Start of Stored rows

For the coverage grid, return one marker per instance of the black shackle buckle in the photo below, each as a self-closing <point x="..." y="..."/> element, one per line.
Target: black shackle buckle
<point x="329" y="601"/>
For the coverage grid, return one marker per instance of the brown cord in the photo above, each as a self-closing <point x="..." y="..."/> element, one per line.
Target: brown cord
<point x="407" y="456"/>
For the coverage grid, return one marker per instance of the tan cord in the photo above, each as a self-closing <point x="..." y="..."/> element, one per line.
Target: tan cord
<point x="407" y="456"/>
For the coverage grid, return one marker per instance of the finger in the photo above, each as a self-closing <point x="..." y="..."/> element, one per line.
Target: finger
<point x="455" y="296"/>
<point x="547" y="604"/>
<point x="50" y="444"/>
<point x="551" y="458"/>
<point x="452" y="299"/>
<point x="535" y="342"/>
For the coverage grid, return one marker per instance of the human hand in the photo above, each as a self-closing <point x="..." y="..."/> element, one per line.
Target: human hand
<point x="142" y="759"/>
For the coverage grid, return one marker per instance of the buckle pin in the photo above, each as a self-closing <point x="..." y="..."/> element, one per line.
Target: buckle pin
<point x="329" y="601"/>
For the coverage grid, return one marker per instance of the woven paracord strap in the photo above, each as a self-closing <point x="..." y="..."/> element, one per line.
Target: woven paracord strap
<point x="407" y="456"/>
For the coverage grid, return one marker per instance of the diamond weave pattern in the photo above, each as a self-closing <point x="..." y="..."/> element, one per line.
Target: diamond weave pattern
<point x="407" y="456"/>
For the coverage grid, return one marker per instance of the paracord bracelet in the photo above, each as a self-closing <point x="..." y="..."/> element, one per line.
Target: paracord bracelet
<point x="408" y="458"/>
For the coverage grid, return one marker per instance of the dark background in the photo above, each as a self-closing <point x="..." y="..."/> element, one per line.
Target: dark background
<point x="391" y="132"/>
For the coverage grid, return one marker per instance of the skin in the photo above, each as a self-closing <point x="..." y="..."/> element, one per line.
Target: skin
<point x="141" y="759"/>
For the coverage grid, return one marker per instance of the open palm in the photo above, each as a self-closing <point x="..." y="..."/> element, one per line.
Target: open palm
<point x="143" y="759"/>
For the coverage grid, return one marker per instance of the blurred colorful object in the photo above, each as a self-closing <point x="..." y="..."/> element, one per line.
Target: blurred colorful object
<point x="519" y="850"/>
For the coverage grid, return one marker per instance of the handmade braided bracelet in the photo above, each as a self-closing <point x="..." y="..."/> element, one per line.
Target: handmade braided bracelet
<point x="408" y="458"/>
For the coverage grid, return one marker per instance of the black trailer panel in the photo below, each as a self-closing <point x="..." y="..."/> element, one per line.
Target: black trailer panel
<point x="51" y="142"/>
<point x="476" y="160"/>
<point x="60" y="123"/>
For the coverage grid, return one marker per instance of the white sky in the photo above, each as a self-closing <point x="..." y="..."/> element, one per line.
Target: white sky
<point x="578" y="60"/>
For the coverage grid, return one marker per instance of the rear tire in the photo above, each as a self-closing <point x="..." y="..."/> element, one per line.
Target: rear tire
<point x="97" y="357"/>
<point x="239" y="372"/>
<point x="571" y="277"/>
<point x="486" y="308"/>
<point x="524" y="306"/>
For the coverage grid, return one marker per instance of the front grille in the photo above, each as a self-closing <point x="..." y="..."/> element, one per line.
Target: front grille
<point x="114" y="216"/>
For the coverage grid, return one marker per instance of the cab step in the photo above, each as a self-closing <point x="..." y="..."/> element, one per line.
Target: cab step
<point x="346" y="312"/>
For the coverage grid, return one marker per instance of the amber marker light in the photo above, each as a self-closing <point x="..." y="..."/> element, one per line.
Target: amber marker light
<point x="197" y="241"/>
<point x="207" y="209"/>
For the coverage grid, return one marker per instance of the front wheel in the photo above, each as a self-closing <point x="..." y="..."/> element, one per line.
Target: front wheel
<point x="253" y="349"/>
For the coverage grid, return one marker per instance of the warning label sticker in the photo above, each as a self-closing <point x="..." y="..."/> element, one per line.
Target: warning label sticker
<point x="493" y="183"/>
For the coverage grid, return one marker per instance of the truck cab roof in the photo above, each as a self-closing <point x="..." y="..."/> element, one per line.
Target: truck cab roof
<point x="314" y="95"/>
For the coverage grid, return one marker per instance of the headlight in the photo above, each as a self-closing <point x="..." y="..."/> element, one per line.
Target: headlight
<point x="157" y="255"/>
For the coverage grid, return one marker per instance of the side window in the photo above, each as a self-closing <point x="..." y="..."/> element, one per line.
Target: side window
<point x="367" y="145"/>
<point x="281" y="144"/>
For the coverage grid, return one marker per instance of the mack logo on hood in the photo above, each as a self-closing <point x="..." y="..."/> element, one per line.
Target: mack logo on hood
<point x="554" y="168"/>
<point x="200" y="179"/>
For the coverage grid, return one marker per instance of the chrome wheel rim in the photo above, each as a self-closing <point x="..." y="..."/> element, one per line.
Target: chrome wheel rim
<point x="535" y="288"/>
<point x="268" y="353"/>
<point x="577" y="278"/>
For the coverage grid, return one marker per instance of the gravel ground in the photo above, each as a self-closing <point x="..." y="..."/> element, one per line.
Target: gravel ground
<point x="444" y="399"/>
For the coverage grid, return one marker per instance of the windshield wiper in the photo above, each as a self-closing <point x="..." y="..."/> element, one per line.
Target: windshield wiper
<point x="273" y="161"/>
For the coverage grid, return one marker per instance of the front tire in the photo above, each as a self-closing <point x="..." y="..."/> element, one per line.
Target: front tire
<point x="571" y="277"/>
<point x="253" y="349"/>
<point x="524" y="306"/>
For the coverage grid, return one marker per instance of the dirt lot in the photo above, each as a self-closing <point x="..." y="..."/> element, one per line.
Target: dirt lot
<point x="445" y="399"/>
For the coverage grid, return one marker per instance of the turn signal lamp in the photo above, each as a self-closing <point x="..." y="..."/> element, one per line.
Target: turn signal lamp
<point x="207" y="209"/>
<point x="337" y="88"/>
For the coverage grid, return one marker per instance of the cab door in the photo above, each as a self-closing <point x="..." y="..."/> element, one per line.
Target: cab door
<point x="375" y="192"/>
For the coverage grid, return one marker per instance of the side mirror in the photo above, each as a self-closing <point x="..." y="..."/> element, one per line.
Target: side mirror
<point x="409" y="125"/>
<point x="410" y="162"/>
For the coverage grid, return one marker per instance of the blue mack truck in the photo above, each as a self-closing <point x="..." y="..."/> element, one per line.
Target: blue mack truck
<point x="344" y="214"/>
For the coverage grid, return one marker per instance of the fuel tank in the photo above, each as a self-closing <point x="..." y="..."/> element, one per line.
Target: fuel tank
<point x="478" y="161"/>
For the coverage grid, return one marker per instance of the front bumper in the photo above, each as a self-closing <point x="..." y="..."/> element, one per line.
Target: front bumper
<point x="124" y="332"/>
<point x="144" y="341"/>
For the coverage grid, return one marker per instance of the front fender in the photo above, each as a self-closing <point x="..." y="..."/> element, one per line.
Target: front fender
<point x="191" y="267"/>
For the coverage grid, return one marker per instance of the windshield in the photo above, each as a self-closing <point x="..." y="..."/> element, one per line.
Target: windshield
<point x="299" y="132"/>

End of Stored rows

§ **Exercise description**: Every line above should be written out again exactly as it stands.

§ **Exercise response**:
For the coverage grid, return one marker per instance of the black shackle buckle in the photo below, each as a self-closing <point x="..." y="..."/> element, one per line.
Target: black shackle buckle
<point x="329" y="601"/>
For the coverage grid, return one marker per instance of the brown cord in the photo above, each as a self-closing <point x="..." y="..."/> element, one per line.
Target: brown cord
<point x="407" y="456"/>
For the coverage grid, return one marker per instance of the tan cord in the photo above, each as a self-closing <point x="..." y="..."/> element, one per line.
Target: tan cord
<point x="407" y="456"/>
For the coverage grid, return one marker per instance of the finger in the photo above, each as a self-closing <point x="..." y="..."/> element, one per line.
Target: finger
<point x="455" y="296"/>
<point x="547" y="604"/>
<point x="50" y="444"/>
<point x="551" y="458"/>
<point x="452" y="299"/>
<point x="535" y="342"/>
For the coverage grid, return one marker per instance of the human hand in the photo above, each as a self-closing <point x="..." y="..."/> element, one per line.
Target: human hand
<point x="142" y="759"/>
For the coverage grid, return one marker per instance of the buckle pin in the photo above, each as a self-closing <point x="..." y="..."/> element, one per line.
Target: buckle pin
<point x="329" y="601"/>
For the coverage grid, return one marker per instance of the woven paracord strap in the photo above, each as a self-closing <point x="..." y="..."/> element, one per line.
Target: woven paracord strap
<point x="407" y="456"/>
For the coverage grid, return one marker per instance of the diamond weave pattern in the photo above, each as a self-closing <point x="..." y="..."/> element, one per line.
Target: diamond weave pattern
<point x="407" y="456"/>
For the coverage grid, return one marker per instance of the paracord bracelet in the photo above, each as a self-closing <point x="..." y="..."/> element, one per line.
Target: paracord bracelet
<point x="408" y="458"/>
For the coverage grid, return one marker per instance of the dark background in the photo above, each as a self-closing <point x="..." y="..."/> element, one per line.
Target: dark background
<point x="391" y="132"/>
For the coverage grid, return one marker per instance of the skin in the photo above, each as a self-closing <point x="..." y="..."/> element, one per line.
Target: skin
<point x="141" y="759"/>
For the coverage grid, return one marker per instance of the open palm in the photo above, each as a self-closing <point x="..." y="..."/> element, one per line.
Target: open palm
<point x="143" y="759"/>
For the coverage grid, return one marker per instance of the blurred colorful object in the photo above, each as a self-closing <point x="..." y="..."/> element, one per line.
Target: blurred colorful object
<point x="519" y="850"/>
For the coverage grid, return one marker per instance of the handmade braided bracelet in the photo above, each as a self-closing <point x="..." y="..."/> element, one per line.
Target: handmade braided bracelet
<point x="408" y="458"/>
For the coverage grid, return one marker per instance of the black trailer panel in the photo below, each as a self-closing <point x="..." y="..."/> element, one per line.
Target: black trailer panel
<point x="51" y="142"/>
<point x="476" y="160"/>
<point x="60" y="123"/>
For the coverage grid, return one marker per instance of the white sky in the photo above, each as a self-closing <point x="..." y="..."/> element, one per line.
Target: white sky
<point x="578" y="60"/>
For the coverage grid, return one marker per instance of the rear tire in the photo above, each as a self-closing <point x="..." y="..."/> element, one per line.
Target: rear tire
<point x="97" y="357"/>
<point x="239" y="372"/>
<point x="571" y="277"/>
<point x="486" y="308"/>
<point x="524" y="306"/>
For the coverage grid, return one marker per instance of the front grille in the photo above, each as a self-closing <point x="..." y="..."/> element, one per line.
Target: front grille
<point x="114" y="216"/>
For the coverage grid, return one marker per instance of the cab step in the photo above, each as a self-closing <point x="..." y="..."/> element, one per line.
Target: cab step
<point x="346" y="312"/>
For the coverage grid, return one marker per instance of the amber marker light in the photo above, each as a self-closing <point x="..." y="..."/> element, one per line.
Target: amber marker light
<point x="197" y="241"/>
<point x="207" y="209"/>
For the coverage grid, return one marker per instance of the front wheel in the photo above, each as a self-closing <point x="..." y="..."/> element, one per line.
Target: front wheel
<point x="253" y="349"/>
For the coverage grid, return one marker per instance of the warning label sticker in the photo above, each as a self-closing <point x="..." y="..."/> element, one per line.
Target: warning label sticker
<point x="493" y="183"/>
For the coverage grid, return one marker per instance of the truck cab roof in the photo above, each as a self-closing <point x="..." y="..."/> element, one per line.
Target: truck cab roof
<point x="314" y="95"/>
For the coverage grid, return one marker per instance of the headlight in the photo above, each as a self-closing <point x="..." y="..."/> element, one per line.
Target: headlight
<point x="157" y="255"/>
For the coverage grid, return one marker per instance of the side window in the photo above, each as a self-closing <point x="..." y="..."/> element, one per line.
Target: side window
<point x="367" y="145"/>
<point x="281" y="144"/>
For the coverage grid, return one marker per instance of the mack logo on hood in the photo above, each as a self-closing <point x="..." y="..."/> element, one per line.
Target: mack logo on hood
<point x="554" y="168"/>
<point x="200" y="179"/>
For the coverage grid, return one marker per instance of the chrome wheel rim in the photo above, each as a self-closing <point x="..." y="..."/> element, one per line.
Target: chrome wheel rim
<point x="535" y="288"/>
<point x="268" y="353"/>
<point x="577" y="278"/>
For the coverage grid, return one marker per instance of the gravel ground in the photo above, each as a self-closing <point x="..." y="..."/> element, one per line.
Target: gravel ground
<point x="444" y="399"/>
For the coverage grid, return one marker per instance of the windshield wiper in the photo above, each as a self-closing <point x="..." y="..."/> element, one per line.
Target: windshield wiper
<point x="273" y="161"/>
For the coverage grid, return one marker per instance of the front tire in the photo above, each as a self-closing <point x="..." y="..."/> element, one per line.
Target: front tire
<point x="571" y="277"/>
<point x="253" y="349"/>
<point x="524" y="306"/>
For the coverage grid, return one marker per instance of the dirt lot in the photo above, each as a self-closing <point x="..." y="..."/> element, one per line.
Target: dirt lot
<point x="445" y="399"/>
For the coverage grid, return one marker per instance of the turn signal lamp in the photo above, each as a self-closing <point x="..." y="..."/> element, one per line.
Target: turn signal lamp
<point x="207" y="209"/>
<point x="337" y="88"/>
For the coverage grid, return one marker per instance of the cab door in the photo above, each as a self-closing <point x="..." y="..."/> element, one per line.
Target: cab door
<point x="375" y="192"/>
For the coverage grid, return one marker per instance of the side mirror in the photo above, each as a self-closing <point x="..." y="..."/> element, one per line.
Target: side mirror
<point x="409" y="125"/>
<point x="410" y="162"/>
For the coverage grid, return one marker per instance of the blue mack truck in the photo above, each as a self-closing <point x="..." y="..."/> element, one per line.
Target: blue mack truck
<point x="344" y="214"/>
For the coverage grid, return one marker per instance of the fuel tank in the photo above, each as a self-closing <point x="..." y="..."/> element, one per line.
Target: fuel tank
<point x="478" y="161"/>
For the coverage grid, return one marker per instance of the front bumper in the photo above, each as a self-closing <point x="..." y="..."/> element, one per line.
Target: front bumper
<point x="124" y="332"/>
<point x="144" y="341"/>
For the coverage grid, return one marker per instance of the front fender in the photo above, each as a self-closing <point x="..." y="..."/> element, one per line.
Target: front fender
<point x="191" y="267"/>
For the coverage grid, return one marker per instance of the windshield in the photo above, each as a self-closing <point x="..." y="..."/> element, one per line.
Target: windshield
<point x="299" y="132"/>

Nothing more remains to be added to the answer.